*Task to carry out*: Find and copy each line of the records where the string "corrugated" shows up.

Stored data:
════════
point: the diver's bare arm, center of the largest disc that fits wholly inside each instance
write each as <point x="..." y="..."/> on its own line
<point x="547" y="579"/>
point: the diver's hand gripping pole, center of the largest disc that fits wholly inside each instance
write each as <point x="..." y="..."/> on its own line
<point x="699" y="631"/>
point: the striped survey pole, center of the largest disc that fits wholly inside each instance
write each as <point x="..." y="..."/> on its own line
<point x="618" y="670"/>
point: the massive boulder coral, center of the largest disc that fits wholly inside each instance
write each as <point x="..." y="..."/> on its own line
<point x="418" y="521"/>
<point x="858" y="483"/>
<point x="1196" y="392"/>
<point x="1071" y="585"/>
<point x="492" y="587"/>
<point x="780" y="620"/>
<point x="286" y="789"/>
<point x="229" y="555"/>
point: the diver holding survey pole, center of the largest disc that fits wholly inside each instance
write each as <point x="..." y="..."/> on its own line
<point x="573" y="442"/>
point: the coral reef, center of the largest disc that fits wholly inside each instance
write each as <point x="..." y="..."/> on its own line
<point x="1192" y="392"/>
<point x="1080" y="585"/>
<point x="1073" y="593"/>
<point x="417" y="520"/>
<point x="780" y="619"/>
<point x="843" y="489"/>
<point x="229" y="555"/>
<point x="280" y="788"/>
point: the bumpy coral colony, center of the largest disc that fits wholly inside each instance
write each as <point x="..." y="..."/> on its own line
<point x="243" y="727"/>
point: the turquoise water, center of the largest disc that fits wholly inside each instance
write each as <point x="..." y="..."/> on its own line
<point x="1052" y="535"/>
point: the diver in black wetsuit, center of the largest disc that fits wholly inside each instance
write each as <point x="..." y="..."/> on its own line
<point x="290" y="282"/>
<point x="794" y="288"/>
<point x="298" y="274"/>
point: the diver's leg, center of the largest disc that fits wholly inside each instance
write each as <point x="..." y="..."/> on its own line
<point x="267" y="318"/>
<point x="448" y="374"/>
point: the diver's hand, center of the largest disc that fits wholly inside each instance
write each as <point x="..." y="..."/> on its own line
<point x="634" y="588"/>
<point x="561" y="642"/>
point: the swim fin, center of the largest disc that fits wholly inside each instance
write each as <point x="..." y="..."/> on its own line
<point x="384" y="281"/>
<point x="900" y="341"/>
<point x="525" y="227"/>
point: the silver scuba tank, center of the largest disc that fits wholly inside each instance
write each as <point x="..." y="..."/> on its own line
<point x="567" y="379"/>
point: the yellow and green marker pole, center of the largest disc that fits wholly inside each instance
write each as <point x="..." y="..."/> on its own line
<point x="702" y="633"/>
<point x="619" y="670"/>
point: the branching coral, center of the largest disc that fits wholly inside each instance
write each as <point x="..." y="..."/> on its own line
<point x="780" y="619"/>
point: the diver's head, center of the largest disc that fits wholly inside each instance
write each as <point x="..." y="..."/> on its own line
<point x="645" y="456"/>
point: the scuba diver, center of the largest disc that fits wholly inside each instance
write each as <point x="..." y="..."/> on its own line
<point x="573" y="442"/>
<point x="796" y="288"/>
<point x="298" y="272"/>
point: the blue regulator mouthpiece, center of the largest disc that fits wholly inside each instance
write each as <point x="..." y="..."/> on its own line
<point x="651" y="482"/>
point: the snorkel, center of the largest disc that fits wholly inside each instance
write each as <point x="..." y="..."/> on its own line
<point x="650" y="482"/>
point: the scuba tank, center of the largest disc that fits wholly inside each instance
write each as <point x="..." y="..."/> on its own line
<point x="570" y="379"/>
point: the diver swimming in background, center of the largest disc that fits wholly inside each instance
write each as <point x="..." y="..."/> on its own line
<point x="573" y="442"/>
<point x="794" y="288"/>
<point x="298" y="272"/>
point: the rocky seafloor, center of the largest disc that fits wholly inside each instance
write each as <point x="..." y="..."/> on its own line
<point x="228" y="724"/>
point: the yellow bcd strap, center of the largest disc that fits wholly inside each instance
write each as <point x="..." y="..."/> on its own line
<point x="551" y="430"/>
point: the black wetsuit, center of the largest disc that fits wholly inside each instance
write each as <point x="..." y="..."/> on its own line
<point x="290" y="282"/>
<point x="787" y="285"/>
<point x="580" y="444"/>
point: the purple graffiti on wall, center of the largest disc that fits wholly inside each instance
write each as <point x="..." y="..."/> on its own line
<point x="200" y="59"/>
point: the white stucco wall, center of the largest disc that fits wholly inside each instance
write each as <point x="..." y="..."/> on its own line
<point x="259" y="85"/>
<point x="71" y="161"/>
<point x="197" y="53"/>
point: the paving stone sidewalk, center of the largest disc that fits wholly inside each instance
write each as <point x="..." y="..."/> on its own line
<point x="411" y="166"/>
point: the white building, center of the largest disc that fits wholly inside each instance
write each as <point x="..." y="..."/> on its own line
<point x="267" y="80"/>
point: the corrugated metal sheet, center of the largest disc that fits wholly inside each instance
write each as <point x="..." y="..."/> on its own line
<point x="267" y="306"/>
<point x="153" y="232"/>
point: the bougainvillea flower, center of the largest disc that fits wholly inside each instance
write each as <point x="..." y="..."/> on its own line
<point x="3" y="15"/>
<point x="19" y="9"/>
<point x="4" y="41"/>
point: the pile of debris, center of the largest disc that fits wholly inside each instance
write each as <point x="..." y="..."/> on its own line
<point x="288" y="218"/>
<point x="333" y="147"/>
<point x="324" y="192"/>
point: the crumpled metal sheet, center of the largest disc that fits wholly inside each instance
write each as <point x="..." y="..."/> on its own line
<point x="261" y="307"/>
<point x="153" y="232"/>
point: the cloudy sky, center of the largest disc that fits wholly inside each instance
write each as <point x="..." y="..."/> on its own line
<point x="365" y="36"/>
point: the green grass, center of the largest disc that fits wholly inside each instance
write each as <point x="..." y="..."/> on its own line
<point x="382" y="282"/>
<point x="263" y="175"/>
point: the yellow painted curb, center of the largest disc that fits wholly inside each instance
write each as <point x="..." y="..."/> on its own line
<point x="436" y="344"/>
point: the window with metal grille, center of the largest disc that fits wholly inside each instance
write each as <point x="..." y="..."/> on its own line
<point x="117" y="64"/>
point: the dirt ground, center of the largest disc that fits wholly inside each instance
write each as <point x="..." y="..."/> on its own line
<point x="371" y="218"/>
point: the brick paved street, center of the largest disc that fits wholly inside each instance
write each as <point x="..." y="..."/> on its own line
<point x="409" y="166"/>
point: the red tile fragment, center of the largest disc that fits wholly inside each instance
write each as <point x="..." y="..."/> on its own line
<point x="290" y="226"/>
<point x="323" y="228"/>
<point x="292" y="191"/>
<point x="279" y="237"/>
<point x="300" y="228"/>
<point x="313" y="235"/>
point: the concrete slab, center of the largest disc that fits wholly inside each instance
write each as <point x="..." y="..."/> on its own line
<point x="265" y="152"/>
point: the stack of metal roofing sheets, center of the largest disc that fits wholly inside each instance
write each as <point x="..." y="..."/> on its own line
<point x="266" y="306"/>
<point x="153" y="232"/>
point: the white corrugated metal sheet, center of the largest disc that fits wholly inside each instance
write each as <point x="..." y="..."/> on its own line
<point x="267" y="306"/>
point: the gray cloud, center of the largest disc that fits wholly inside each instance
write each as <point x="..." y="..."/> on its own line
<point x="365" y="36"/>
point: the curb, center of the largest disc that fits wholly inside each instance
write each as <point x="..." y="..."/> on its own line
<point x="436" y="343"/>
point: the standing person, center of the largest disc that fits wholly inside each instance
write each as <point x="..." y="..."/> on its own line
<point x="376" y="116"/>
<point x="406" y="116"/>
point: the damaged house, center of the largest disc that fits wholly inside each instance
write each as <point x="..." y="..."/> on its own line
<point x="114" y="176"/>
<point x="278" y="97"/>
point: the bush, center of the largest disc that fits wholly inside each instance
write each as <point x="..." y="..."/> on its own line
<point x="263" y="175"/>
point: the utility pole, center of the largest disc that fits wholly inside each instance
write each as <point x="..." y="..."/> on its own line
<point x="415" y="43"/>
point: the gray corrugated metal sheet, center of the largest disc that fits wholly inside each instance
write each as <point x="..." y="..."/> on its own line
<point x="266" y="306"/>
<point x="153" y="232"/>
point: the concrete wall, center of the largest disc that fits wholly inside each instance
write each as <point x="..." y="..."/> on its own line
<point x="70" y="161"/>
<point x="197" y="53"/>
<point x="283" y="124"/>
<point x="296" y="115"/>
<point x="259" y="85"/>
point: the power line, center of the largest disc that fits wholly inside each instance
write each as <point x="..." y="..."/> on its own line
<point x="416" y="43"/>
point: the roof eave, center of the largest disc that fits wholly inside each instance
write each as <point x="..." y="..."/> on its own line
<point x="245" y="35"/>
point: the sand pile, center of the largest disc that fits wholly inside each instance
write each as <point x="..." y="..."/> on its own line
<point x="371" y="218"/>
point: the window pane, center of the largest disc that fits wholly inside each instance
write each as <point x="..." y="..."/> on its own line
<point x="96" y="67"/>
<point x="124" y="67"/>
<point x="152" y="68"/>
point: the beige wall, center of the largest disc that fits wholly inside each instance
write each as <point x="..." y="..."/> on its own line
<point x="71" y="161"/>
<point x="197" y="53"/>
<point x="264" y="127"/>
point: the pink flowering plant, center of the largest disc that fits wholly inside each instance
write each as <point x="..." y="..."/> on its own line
════════
*Answer space*:
point: the corrugated metal sheet, center of the largest disc that fits wholly inside each instance
point: the white corrugated metal sheet, center of the largest disc that fits wholly inside each instance
point: the gray corrugated metal sheet, center of the largest disc that fits wholly inside each instance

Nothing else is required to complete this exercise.